Start
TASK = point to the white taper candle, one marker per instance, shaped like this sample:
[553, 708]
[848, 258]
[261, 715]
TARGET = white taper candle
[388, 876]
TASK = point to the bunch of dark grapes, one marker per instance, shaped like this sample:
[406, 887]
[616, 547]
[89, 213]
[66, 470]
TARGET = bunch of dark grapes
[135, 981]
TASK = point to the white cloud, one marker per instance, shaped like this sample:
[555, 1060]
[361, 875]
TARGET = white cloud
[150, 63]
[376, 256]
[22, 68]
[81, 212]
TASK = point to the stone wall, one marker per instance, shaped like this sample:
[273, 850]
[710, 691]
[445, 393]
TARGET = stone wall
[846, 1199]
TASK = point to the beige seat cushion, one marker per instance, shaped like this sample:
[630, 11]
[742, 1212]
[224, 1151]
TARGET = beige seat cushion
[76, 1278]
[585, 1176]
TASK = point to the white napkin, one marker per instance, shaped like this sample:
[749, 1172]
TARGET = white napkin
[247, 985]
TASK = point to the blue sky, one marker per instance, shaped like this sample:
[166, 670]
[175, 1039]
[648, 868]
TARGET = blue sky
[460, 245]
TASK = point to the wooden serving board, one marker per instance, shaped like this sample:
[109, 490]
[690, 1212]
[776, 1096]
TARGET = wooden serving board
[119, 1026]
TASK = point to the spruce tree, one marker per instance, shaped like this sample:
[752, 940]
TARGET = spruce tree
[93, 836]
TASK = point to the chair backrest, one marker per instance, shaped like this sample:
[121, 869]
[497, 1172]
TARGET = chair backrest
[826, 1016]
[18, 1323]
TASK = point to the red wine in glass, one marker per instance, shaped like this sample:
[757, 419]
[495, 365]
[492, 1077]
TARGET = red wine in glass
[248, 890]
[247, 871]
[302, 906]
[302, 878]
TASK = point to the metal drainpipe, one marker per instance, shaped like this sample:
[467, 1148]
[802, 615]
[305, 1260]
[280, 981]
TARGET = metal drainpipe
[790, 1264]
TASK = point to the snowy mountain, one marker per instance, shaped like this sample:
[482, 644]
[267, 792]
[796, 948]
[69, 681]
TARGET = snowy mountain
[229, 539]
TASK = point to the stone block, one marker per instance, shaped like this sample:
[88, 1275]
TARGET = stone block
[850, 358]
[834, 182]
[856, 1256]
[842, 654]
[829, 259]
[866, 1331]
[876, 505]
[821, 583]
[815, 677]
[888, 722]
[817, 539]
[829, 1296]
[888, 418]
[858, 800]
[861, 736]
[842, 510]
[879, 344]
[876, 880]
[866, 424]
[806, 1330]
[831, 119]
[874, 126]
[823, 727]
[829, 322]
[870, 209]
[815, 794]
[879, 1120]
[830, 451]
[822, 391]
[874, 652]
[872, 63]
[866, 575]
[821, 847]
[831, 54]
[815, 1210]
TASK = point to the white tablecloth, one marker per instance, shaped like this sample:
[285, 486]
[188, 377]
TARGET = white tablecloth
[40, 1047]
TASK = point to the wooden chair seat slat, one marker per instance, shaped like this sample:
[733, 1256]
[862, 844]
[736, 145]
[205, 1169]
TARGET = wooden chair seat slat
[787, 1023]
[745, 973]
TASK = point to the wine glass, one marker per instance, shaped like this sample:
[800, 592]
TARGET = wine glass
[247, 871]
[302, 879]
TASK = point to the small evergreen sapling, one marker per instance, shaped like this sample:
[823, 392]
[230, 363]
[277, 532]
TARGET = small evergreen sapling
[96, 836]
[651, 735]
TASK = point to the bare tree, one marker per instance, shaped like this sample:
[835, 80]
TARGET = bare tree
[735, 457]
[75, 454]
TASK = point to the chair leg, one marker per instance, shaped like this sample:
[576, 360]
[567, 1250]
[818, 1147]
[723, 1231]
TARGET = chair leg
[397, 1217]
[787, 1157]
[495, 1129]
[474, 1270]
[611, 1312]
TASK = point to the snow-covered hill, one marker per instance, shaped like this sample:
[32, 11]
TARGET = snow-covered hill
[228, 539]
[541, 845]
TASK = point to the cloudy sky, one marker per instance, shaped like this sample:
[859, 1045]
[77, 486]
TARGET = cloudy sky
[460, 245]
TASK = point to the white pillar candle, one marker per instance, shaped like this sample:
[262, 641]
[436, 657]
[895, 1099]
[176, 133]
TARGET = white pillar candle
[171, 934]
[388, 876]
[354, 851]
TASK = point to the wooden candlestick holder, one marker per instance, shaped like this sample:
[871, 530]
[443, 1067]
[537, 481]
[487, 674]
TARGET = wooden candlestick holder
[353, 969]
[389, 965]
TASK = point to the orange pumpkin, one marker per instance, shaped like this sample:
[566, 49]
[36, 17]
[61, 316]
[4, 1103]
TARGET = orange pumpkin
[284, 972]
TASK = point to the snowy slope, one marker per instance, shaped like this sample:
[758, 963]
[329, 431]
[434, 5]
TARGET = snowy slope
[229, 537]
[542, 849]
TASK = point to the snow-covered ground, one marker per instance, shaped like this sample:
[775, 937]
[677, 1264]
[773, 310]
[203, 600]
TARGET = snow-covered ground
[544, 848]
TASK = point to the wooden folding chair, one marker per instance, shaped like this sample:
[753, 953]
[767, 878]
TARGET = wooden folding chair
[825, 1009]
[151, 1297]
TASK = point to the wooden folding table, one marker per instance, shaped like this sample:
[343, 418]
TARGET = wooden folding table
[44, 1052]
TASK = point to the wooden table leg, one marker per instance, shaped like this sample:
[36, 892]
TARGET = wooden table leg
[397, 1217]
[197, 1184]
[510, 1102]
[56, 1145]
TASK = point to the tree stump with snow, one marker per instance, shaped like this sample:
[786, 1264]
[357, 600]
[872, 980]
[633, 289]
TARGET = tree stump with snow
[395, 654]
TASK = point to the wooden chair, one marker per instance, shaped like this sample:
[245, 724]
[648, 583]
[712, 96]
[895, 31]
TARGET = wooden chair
End
* [WRITTEN REQUEST]: Edit the listing above so that every "one marker per instance" becomes "one dot per instance", and leave everything else unchanged.

* [TASK RESPONSE]:
TASK = point to the white taper candle, one dot per instance, shaped like this sample:
[553, 708]
[848, 258]
[261, 715]
TARGET = white taper candle
[388, 876]
TASK = point to the bunch of dark grapes, one dot per instance, shaped like this sample:
[406, 887]
[616, 547]
[89, 213]
[66, 470]
TARGET = bunch of dark grapes
[135, 981]
TASK = point to the white cloud, one dot per instance, shaped like this sample:
[555, 1060]
[361, 875]
TARGET = white cloud
[150, 63]
[376, 256]
[22, 68]
[81, 212]
TASK = point to the stone wall, one dot per instance, shaped like this sample:
[273, 850]
[710, 691]
[445, 393]
TARGET = stone wall
[846, 1199]
TASK = point to the beige seat cushion, one dot per instance, shaped like this sample:
[630, 11]
[742, 1212]
[224, 1151]
TARGET = beige seat cushion
[76, 1278]
[585, 1176]
TASK = point to the white napkin, one dot per instance, shaped like this sample:
[749, 1172]
TARGET = white napkin
[247, 985]
TASK = point to the blue sky, one dot per instance, shaped like this sample:
[166, 670]
[175, 1039]
[648, 868]
TARGET = blue sky
[460, 245]
TASK = point to the wooden serving board, one dot per instance, shaped like this sample:
[109, 490]
[690, 1212]
[776, 1096]
TARGET = wooden serving board
[119, 1026]
TASK = point to the spruce tree, one dot per instance, shaped like this sample:
[752, 940]
TARGET = spruce tree
[93, 836]
TASK = point to the chair backrest, one dot per instance, shaped like this sample:
[121, 869]
[497, 1172]
TARGET = chair backrest
[826, 1016]
[18, 1323]
TASK = point to the red wine in glass, one dot per instance, shaped like this sample:
[757, 419]
[495, 365]
[492, 1077]
TARGET = red wine in glass
[248, 890]
[247, 871]
[302, 906]
[302, 878]
TASK = point to the metal drainpipe, one dot per instance, shaped like this sample:
[467, 1148]
[802, 615]
[305, 1260]
[280, 981]
TARGET = metal drainpipe
[790, 1264]
TASK = point to the snowy mountain, one dot per instance, shaped like this sample:
[482, 644]
[267, 792]
[796, 948]
[69, 681]
TARGET = snowy mountain
[229, 539]
TASK = point to the stone block, one dot per instance, shaped like this sample:
[88, 1275]
TARGET = stone block
[850, 358]
[834, 182]
[856, 1256]
[842, 654]
[829, 259]
[866, 1331]
[876, 505]
[821, 583]
[815, 677]
[888, 722]
[817, 539]
[829, 1296]
[888, 418]
[858, 800]
[861, 736]
[842, 510]
[879, 344]
[876, 880]
[866, 424]
[806, 1330]
[831, 119]
[874, 126]
[823, 727]
[829, 322]
[870, 209]
[815, 794]
[879, 1120]
[830, 451]
[822, 391]
[874, 652]
[872, 63]
[866, 575]
[821, 847]
[831, 54]
[815, 1210]
TASK = point to the white tablecloth, one dot per instance, shaped like this sample:
[285, 486]
[188, 377]
TARGET = white tablecloth
[40, 1047]
TASK = point to the wooden chair seat slat, one dot per instance, shaped like this sample:
[733, 1256]
[862, 844]
[736, 145]
[205, 1169]
TARGET = wooden chair seat slat
[787, 1023]
[745, 973]
TASK = point to the wine glass, one dot per instance, shaped like this sample:
[800, 592]
TARGET = wine glass
[247, 871]
[302, 879]
TASK = point to the small evergreen sapling, one dot per instance, shaped like this sample:
[823, 392]
[230, 363]
[277, 532]
TARGET = small evergreen sapling
[96, 836]
[651, 735]
TASK = point to the bare tree, one dot per instance, shaped like this sample:
[835, 80]
TARGET = bare tree
[735, 457]
[75, 454]
TASK = point to the chair leg, one dot per instance, shaped like this sample:
[576, 360]
[567, 1250]
[818, 1147]
[723, 1231]
TARGET = chair leg
[397, 1217]
[787, 1157]
[495, 1129]
[474, 1270]
[611, 1312]
TASK = point to the snow-covered hill, one dot per instance, shaped like this sample:
[32, 11]
TARGET = snow-covered hill
[228, 539]
[541, 845]
TASK = point to the cloudy sky, one dot per instance, shaped like this sample:
[859, 1045]
[77, 486]
TARGET = cloudy sky
[460, 245]
TASK = point to the white pillar candle, one dot per instance, shaped like this sample:
[262, 641]
[436, 657]
[895, 1099]
[176, 133]
TARGET = white pillar candle
[171, 934]
[388, 876]
[354, 851]
TASK = point to the wooden candlestick holder, one dot per instance, shaped like this sample:
[871, 530]
[443, 1067]
[537, 481]
[487, 674]
TARGET = wooden candlestick holder
[353, 969]
[389, 965]
TASK = point to the orange pumpkin, one dot per instance, shaped like this sample:
[566, 49]
[36, 17]
[61, 316]
[4, 1103]
TARGET = orange pumpkin
[284, 972]
TASK = point to the snowy slope, one dot per instance, shaped like this sample:
[758, 963]
[329, 431]
[434, 5]
TARGET = snowy slope
[229, 537]
[542, 849]
TASK = point to the snow-covered ground, one dot per instance, shaped like this sample:
[775, 937]
[677, 1264]
[773, 310]
[203, 600]
TARGET = snow-covered ground
[544, 848]
TASK = point to the wooden folding chair, one dot per instance, shaped like this sample:
[753, 953]
[767, 878]
TARGET = wooden folding chair
[825, 1009]
[151, 1297]
TASK = point to the wooden folding table, one dot per instance, shaped like this sample:
[343, 418]
TARGET = wooden folding table
[44, 1052]
TASK = point to the wooden table leg, one dot per instance, shaped like this sample:
[36, 892]
TARGET = wooden table leg
[397, 1217]
[197, 1184]
[510, 1102]
[56, 1145]
TASK = point to the tree stump with snow, one dot per instance, shaped like this sample:
[786, 1264]
[357, 600]
[872, 980]
[633, 289]
TARGET = tree stump with snow
[395, 654]
TASK = point to the wooden chair, one dot per instance, shaped like this sample:
[245, 724]
[648, 583]
[712, 96]
[895, 31]
TARGET = wooden chair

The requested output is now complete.